(Records from a collection)
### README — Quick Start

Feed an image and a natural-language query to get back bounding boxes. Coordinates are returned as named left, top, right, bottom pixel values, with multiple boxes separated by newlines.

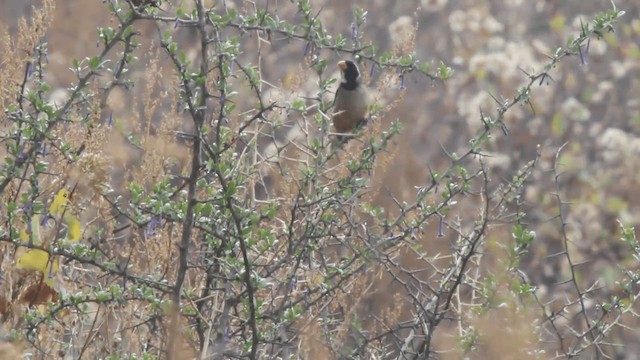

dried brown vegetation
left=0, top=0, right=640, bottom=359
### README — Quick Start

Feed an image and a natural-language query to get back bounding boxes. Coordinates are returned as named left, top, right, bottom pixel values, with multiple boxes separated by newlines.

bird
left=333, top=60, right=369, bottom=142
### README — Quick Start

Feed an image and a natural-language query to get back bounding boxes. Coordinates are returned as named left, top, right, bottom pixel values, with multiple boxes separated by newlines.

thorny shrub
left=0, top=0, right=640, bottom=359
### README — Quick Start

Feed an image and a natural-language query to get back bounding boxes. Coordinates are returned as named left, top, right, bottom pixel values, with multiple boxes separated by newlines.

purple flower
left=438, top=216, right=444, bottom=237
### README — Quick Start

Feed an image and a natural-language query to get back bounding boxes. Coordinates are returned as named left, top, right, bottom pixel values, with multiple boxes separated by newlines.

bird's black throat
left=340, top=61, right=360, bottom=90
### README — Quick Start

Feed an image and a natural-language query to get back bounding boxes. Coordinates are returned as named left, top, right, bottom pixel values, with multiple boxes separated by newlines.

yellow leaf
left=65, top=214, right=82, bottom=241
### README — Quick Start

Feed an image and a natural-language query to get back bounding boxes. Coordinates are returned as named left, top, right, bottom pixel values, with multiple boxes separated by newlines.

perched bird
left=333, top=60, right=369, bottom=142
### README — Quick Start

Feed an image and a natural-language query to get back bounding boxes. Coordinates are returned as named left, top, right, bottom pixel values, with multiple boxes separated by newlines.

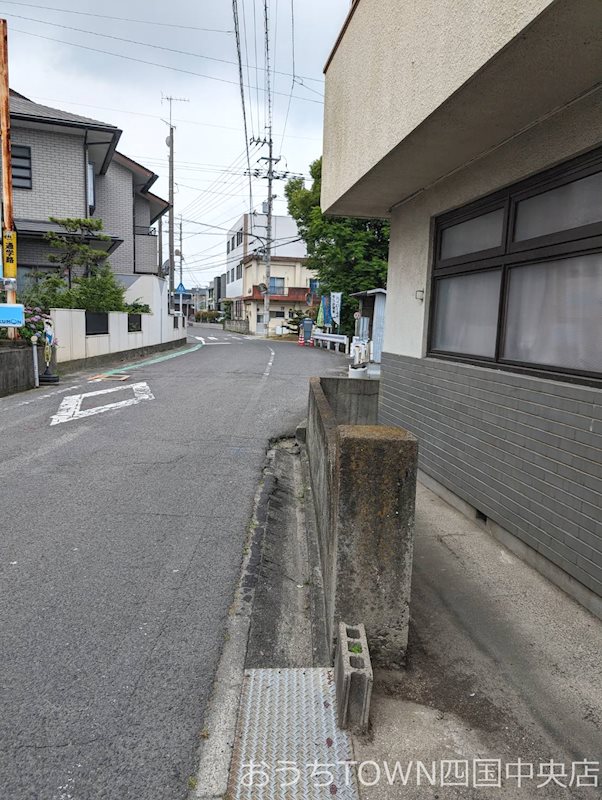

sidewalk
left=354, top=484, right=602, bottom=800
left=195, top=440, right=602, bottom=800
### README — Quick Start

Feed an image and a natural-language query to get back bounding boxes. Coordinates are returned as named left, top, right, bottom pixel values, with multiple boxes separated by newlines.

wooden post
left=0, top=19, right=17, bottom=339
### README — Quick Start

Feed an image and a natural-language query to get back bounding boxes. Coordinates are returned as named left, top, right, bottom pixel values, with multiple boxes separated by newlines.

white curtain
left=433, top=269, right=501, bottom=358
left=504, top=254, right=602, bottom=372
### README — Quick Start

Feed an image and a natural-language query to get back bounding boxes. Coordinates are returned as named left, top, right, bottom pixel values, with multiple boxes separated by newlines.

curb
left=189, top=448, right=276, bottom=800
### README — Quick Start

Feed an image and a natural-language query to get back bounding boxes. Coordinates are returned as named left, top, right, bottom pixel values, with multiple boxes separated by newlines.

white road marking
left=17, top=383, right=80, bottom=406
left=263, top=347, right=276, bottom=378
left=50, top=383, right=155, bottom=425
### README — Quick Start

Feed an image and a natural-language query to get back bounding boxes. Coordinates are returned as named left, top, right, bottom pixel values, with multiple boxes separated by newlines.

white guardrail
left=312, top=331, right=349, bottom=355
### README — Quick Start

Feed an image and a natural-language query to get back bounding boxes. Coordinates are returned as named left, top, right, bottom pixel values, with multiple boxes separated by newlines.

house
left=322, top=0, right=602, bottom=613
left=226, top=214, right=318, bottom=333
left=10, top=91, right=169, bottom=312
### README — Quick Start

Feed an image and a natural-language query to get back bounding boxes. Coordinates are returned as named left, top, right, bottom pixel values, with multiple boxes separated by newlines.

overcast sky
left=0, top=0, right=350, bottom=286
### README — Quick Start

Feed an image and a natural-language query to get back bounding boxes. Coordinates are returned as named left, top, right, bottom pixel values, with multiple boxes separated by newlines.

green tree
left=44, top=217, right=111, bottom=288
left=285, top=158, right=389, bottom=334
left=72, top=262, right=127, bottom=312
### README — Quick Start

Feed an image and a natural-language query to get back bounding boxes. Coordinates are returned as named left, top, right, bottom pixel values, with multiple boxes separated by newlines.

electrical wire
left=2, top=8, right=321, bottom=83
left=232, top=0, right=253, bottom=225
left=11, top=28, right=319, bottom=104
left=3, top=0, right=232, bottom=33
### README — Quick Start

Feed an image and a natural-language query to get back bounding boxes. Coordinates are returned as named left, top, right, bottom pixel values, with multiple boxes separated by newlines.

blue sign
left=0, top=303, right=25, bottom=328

---

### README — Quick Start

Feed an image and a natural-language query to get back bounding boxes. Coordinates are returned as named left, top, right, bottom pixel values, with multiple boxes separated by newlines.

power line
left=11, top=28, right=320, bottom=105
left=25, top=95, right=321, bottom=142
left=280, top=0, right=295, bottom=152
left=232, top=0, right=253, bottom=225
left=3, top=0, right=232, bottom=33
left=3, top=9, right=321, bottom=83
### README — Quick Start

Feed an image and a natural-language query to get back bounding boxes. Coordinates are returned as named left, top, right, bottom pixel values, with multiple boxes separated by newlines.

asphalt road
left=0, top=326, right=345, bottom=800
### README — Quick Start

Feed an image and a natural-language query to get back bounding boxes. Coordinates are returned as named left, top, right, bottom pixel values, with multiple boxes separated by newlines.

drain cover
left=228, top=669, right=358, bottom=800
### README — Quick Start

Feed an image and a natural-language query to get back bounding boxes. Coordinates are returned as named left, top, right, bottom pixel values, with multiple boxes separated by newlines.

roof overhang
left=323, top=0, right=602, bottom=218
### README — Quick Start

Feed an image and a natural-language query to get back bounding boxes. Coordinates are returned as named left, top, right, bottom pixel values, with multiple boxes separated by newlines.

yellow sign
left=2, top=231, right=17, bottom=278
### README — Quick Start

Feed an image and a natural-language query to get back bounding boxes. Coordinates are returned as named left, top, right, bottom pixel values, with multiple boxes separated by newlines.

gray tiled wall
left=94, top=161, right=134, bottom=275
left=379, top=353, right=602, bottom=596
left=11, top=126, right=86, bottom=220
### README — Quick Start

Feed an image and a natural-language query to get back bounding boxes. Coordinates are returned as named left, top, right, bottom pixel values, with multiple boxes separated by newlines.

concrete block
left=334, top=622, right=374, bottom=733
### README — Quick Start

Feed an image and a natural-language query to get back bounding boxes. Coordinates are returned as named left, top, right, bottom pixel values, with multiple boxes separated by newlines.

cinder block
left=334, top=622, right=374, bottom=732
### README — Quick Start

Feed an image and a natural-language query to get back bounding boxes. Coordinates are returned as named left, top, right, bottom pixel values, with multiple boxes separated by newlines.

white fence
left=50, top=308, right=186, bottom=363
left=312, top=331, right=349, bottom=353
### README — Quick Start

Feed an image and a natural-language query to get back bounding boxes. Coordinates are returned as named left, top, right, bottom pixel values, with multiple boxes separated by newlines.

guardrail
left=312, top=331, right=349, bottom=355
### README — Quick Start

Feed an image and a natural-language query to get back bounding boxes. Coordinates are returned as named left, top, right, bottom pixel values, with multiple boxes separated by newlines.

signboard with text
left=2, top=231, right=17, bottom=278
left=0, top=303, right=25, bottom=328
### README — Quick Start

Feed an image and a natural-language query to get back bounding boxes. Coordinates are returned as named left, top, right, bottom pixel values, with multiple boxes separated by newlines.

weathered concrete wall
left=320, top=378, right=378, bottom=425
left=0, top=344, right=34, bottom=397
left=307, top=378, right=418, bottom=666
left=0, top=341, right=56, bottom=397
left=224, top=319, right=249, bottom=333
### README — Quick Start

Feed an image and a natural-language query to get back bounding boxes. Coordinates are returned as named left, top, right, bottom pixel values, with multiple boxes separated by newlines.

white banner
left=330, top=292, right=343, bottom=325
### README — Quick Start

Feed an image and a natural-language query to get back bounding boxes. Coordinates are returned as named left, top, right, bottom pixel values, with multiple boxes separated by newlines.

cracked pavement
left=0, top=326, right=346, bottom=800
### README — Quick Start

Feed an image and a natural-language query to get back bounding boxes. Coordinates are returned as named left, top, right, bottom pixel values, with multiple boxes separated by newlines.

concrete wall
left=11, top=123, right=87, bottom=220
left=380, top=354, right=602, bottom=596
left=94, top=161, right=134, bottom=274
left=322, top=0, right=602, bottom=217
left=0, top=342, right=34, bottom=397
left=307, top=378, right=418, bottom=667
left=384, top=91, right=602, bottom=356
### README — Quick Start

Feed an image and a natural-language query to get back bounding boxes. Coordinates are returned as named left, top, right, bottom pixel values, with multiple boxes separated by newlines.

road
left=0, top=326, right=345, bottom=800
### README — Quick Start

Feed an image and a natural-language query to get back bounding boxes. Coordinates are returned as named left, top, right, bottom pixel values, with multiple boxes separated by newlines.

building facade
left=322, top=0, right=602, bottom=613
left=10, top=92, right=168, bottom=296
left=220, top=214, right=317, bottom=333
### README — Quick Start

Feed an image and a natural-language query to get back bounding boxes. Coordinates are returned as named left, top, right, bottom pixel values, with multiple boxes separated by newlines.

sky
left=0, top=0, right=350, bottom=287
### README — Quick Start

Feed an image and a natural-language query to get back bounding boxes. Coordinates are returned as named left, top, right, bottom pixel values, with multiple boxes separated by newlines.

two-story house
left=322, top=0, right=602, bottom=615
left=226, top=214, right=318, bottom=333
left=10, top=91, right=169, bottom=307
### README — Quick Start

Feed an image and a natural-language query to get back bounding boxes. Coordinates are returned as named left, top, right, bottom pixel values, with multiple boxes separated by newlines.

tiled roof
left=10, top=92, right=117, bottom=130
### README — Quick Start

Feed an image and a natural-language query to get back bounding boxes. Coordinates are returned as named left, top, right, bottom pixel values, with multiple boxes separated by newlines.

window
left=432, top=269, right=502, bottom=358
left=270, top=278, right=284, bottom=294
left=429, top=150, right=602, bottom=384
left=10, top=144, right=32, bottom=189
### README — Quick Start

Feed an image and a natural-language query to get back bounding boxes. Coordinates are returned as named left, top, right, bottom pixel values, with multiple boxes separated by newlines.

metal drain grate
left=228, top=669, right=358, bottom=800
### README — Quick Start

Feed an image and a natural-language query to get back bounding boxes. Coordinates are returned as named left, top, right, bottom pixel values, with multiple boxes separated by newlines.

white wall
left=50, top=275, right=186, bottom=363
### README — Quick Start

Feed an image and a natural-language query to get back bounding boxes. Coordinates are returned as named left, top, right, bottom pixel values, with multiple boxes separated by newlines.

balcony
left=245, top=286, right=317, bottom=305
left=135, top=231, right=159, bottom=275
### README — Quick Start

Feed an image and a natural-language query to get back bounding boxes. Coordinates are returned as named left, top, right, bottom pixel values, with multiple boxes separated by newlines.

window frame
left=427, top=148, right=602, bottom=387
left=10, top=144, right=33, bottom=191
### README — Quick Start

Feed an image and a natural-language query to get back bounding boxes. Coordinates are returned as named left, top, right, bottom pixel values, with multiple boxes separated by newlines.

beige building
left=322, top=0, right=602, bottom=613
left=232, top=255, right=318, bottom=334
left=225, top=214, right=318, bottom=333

* * *

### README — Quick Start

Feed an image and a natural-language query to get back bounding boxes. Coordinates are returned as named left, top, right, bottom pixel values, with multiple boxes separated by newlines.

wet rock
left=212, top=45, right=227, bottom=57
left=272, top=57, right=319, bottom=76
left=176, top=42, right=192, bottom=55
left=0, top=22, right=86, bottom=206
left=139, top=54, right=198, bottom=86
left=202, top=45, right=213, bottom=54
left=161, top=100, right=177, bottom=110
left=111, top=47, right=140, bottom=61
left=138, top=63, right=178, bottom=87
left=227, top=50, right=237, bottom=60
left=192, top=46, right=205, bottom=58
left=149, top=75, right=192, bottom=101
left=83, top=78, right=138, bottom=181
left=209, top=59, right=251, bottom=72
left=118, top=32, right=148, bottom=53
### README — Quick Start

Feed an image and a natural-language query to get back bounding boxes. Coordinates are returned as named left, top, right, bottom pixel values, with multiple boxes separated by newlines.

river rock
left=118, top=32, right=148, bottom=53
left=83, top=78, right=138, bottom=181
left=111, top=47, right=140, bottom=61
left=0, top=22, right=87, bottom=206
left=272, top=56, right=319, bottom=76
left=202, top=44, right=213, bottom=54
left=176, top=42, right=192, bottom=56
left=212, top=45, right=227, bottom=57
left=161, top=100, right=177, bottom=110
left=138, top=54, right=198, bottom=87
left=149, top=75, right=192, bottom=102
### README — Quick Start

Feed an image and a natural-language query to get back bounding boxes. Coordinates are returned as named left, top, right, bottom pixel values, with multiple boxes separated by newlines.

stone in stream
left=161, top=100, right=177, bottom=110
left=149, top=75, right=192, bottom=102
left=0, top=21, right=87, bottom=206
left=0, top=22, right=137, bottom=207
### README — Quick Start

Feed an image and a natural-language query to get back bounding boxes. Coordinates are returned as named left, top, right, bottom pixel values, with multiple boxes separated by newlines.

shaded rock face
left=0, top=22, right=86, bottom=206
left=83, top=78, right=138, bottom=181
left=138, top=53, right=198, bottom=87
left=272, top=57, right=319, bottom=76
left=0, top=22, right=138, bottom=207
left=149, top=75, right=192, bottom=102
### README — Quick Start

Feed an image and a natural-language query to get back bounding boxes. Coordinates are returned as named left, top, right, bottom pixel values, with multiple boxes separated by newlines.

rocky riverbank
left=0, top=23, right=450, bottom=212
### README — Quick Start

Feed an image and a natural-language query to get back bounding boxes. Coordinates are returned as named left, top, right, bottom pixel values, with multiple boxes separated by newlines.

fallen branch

■ DIRECTIVE ■
Locate each line in the records above that contains the word "road", with case counting, and copy those lines.

■ EXERCISE SOLUTION ■
white road marking
asphalt road
road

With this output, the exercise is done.